Your assignment: Return all of the data exactly as written, without the pictures.

Exercise input:
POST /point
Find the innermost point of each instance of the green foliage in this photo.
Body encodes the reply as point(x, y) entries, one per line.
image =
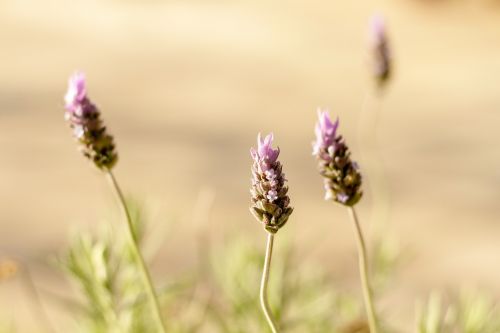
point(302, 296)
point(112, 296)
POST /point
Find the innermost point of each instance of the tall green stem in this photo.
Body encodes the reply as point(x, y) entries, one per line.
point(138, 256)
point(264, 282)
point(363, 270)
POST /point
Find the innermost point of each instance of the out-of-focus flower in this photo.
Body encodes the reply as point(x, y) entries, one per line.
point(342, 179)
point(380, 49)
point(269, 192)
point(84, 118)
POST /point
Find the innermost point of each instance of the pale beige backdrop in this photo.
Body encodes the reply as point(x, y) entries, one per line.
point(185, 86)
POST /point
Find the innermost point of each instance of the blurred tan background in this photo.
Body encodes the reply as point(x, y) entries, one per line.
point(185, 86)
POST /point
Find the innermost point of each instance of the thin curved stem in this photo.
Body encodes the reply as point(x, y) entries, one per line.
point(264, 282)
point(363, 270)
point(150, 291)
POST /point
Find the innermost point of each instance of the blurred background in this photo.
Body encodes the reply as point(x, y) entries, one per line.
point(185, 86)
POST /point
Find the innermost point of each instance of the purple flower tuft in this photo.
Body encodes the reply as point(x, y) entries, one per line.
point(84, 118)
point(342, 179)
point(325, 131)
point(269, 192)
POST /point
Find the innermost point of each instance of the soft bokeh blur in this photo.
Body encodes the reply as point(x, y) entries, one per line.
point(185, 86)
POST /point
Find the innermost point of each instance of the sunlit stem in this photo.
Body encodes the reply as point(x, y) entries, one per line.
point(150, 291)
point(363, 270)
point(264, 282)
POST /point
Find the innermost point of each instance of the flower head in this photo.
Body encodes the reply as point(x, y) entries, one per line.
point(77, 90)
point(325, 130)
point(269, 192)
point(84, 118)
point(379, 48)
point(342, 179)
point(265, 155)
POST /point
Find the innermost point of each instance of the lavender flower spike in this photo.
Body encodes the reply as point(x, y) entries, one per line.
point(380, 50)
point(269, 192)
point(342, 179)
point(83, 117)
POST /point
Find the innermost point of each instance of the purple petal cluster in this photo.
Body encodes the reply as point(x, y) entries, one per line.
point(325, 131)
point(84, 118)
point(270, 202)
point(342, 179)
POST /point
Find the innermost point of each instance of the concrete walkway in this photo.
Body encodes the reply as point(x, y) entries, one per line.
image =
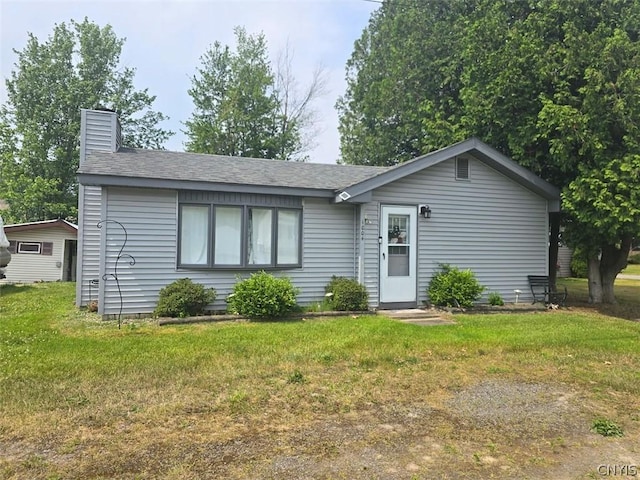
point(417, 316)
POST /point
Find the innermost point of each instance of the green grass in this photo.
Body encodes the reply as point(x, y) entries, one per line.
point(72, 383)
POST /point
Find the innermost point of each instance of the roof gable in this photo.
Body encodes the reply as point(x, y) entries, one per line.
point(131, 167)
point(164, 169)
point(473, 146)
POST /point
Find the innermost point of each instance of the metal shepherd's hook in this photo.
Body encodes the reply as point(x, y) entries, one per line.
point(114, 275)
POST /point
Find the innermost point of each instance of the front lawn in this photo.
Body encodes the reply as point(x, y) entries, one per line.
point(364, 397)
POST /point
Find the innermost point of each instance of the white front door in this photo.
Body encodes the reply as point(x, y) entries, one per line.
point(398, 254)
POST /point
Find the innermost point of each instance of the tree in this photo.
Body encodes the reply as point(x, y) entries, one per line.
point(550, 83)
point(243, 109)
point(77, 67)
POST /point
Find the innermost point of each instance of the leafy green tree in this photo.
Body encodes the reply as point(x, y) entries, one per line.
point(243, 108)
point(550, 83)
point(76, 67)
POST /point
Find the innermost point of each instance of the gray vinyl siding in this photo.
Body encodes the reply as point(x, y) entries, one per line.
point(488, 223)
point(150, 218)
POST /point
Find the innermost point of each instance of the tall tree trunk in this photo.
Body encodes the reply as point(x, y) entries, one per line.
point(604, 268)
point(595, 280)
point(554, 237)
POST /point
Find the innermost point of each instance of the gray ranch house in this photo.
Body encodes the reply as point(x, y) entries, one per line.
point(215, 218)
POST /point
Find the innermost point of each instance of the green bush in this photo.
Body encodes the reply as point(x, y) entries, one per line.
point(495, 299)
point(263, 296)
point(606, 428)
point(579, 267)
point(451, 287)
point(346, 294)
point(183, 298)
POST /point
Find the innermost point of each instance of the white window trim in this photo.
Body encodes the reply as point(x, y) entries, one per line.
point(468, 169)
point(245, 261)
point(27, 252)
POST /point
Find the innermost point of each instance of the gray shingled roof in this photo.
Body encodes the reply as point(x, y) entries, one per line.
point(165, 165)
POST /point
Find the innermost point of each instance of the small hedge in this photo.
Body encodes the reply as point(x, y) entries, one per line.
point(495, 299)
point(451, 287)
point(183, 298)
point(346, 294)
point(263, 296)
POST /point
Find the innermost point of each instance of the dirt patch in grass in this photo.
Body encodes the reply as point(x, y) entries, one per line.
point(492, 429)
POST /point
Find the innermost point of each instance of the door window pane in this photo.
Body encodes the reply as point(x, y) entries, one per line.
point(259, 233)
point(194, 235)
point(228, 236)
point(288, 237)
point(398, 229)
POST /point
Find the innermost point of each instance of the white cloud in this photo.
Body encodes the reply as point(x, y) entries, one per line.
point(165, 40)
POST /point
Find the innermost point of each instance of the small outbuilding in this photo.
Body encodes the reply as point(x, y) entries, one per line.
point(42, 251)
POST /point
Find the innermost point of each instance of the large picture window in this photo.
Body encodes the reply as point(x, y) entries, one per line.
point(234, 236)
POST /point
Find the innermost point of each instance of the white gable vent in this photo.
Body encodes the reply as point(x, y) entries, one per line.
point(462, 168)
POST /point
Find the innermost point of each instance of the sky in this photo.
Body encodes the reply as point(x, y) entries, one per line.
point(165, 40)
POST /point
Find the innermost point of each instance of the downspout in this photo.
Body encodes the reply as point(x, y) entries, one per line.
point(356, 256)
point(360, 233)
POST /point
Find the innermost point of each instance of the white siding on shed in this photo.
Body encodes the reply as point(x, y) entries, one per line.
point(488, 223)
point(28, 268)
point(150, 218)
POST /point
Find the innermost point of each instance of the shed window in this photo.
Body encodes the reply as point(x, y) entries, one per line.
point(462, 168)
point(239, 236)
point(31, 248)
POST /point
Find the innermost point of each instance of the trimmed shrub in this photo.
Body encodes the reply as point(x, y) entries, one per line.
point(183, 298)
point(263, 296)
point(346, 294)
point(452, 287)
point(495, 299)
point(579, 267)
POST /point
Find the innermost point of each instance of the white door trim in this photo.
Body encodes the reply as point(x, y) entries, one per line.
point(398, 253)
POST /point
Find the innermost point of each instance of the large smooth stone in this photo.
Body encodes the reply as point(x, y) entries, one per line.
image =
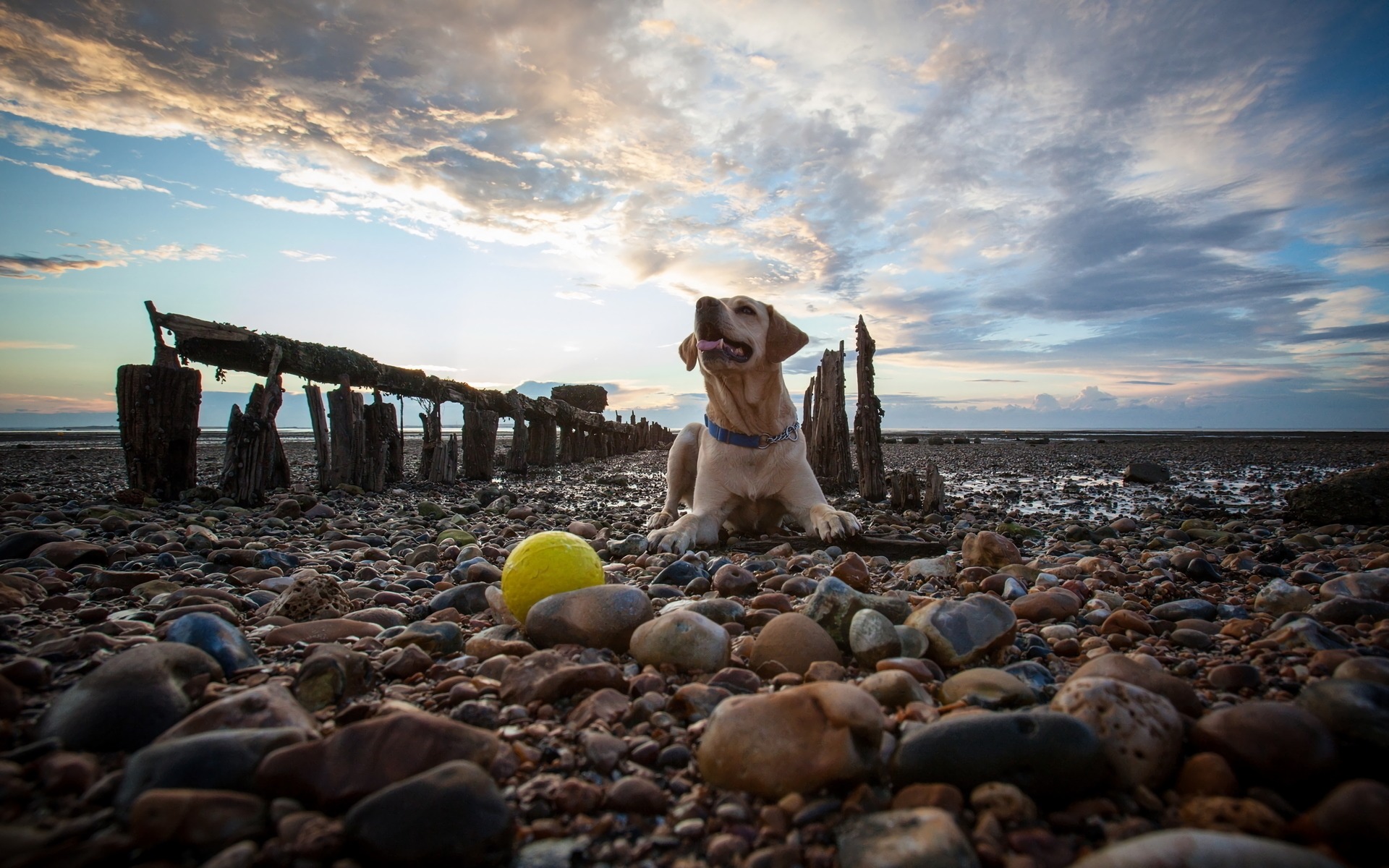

Worked solution:
POST /point
Find the innermost point of each instance of the green foliage in this photo.
Body encodes the reply as point(x, y) entries, one per line.
image =
point(302, 296)
point(112, 296)
POST /point
Find the innermost point of each instance of the tall green stem in this photo.
Body encodes the reply as point(x, y) entries, one per line.
point(138, 256)
point(264, 282)
point(363, 270)
POST /point
Find the innermost point of each instance of the out-of-focus flower in this photo.
Body encodes the reply as point(x, y) entries, one per line.
point(342, 179)
point(380, 49)
point(269, 192)
point(84, 118)
POST /point
Find the innermost point of each instance of the pale beige backdrop in this photo.
Body encodes the reply as point(x, y) entries, one per line.
point(185, 86)
POST /point
Find the innermost point of each instance of the blurred tan background in this photo.
Body encodes the reply as point(x, y) entries, one per line.
point(185, 86)
POST /point
Find the innermost point of each instance of the thin curved stem in this photo.
Body encodes the reply as point(x, y) entries, one per line.
point(264, 282)
point(363, 270)
point(150, 291)
POST /point
Find the innermost point of each instance of the blurred background in this photo.
Body encodes the reply as point(x, y) entries, one per line.
point(185, 86)
POST /point
Find the innermost point of each instance of the purple flower tuft in this photo.
Body encodes the reply as point(x, y) entries, one per line.
point(84, 118)
point(342, 179)
point(325, 131)
point(269, 192)
POST /point
Find the innermost point of each instance of the soft bokeh blur in this photo.
Body encodes the reply as point(x, y) entries, one per line.
point(185, 86)
POST /point
Find the innermost point of each instance of the sunlit stem in this photo.
Body encodes the reply as point(x, y) entries, one per line.
point(150, 291)
point(363, 270)
point(264, 282)
POST /point
Find the innermost point of each instance of the flower head in this photo.
Body encodes the reply as point(x, y) entries, one per line.
point(77, 90)
point(325, 130)
point(269, 192)
point(84, 118)
point(379, 48)
point(342, 179)
point(265, 155)
POST /point
Find the innermost point of each instance of the lavender flower spike in this photo.
Body encodes the reply as point(x, y) entries, one per line.
point(380, 50)
point(269, 192)
point(342, 179)
point(83, 117)
POST /point
Find the innermost point of each instance of the purple petal cluster in this photo.
Body encodes the reply as point(x, y) entries, one per line.
point(325, 131)
point(84, 118)
point(270, 202)
point(342, 179)
POST /point
Find the innermost point of each instance of the concrete walkway in this photo.
Body encodes the reply as point(x, y) entries, one per line.
image =
point(417, 316)
POST /point
Find the innermost point of each instance of the green grass in this photo.
Body encodes the reply as point(x, y) entries, one per line.
point(72, 383)
POST /point
Find the innermost point of each instance of the roof gable in this photo.
Body encodes the reply as point(x, y) entries, one per line.
point(131, 167)
point(164, 169)
point(473, 146)
POST /point
Find the innermost point of each instance of the metal shepherd's hook in this photo.
Body encodes the reply as point(x, y) entries, one per line.
point(114, 275)
POST /point
Find the innermost point of each instance of the front lawn in this photo.
Body encodes the reply as point(x, y) entries, one per line.
point(364, 397)
POST /point
Find the innermost point of each instance of the white front door in this photo.
Body encodes the reply as point(x, y) entries, one per line.
point(398, 254)
POST /point
Find the innermost point of each instance of the tree in this photo.
Body encodes the reply as point(x, y) entries, one per line.
point(550, 83)
point(243, 109)
point(77, 67)
POST /point
Find the innermost point of each instance of the leafy green tree in this photo.
Body encodes the reply as point(x, y) entries, one per line.
point(243, 108)
point(550, 83)
point(76, 67)
POST /point
Find the innermost point of each instance of the gray vinyl siding in this photo.
Body encodes the reply as point(x, y) entries, one per line.
point(488, 223)
point(150, 218)
POST /point
Find the innermost point of each instance of the tall tree trunk in this photo.
Body encodes the reply as point(x, y) entries, one per line.
point(604, 268)
point(595, 280)
point(554, 237)
POST /point
Find the innermost point of each instance of the gray ranch house in this photo.
Body encodes the reply as point(x, y) entries, one per line.
point(215, 218)
POST /point
Find the innermost point of each instance of the green bush in this photo.
Body encodes the reply as point(x, y) entries, one per line.
point(495, 299)
point(263, 296)
point(606, 428)
point(579, 267)
point(451, 287)
point(346, 294)
point(183, 298)
POST /point
Find the innermost point of each instance of the white window trim in this photo.
Body encodes the reply as point(x, y) entries, one per line.
point(468, 169)
point(245, 261)
point(27, 252)
POST /point
Find the innermost point of each instance of the gray shingled roof in this photo.
Body encodes the reply as point(x, y) entries, one per line.
point(165, 165)
POST /point
Find the innermost point of each instance of the small hedge in this photo.
Body encodes the reply as point(x, y) entries, one per line.
point(495, 299)
point(451, 287)
point(183, 298)
point(346, 294)
point(263, 296)
POST /point
Find the innermost point of each instance of the dirt patch in grass in this photo.
Body encodes the reply as point(x, y) entries, one per line.
point(492, 429)
POST /point
Find the innermost point of each instance of the door window pane in this photo.
Body encodes the reply as point(x, y) entries, one per line.
point(259, 233)
point(194, 235)
point(228, 236)
point(288, 237)
point(398, 229)
POST /point
Find the innermost point of each instance of the white cloud in this photo.
Body encodes the reply as point(x, y) entries, one per line.
point(165, 40)
POST /point
Find the innermost point of each instance of the small outbuilding in this photo.
Body encodes the reply as point(x, y) entries, one per line.
point(42, 251)
POST /point
Find the innermost point of each instance of the large picture window in this photo.
Body encodes the reply as point(x, y) entries, one per line.
point(234, 236)
POST /point
Find the innermost point of each instance of the white gable vent in this photo.
Body encodes the reply as point(x, y) entries, one per line.
point(462, 168)
POST /point
Find the innermost point of each instance of the sky in this photo.
Body encodes the reply as point(x, y) entries, one per line.
point(165, 40)
POST /point
Find the innermost point of each instance of the downspout in this photo.
Body encodes the reply as point(x, y) entries, one per line.
point(356, 256)
point(360, 233)
POST /point
Find the innermost point of each instance of the white siding on shed in this photo.
Body encodes the reply as point(x, y) entries, one per line.
point(488, 223)
point(28, 268)
point(150, 218)
POST /point
Find the innermost point of each instance of the shed window in this photo.
Body encodes the reply as point(x, y) entries, one per line.
point(462, 168)
point(239, 236)
point(31, 248)
POST /point
Find the innermost point of each instance of the trimmed shrub in this photo.
Body encodes the reply as point(x, y) entries, one per line.
point(183, 298)
point(263, 296)
point(346, 294)
point(452, 287)
point(495, 299)
point(579, 267)
POST /point
Find the innermost point of each instance of the white door trim in this photo.
Body encodes the reply as point(x, y) entries, one per line.
point(398, 253)
POST /point
Find the innermost point of each instance of the large smooth stone in this photo.
Body encodes the reply as point(x, y) entries, one per line.
image =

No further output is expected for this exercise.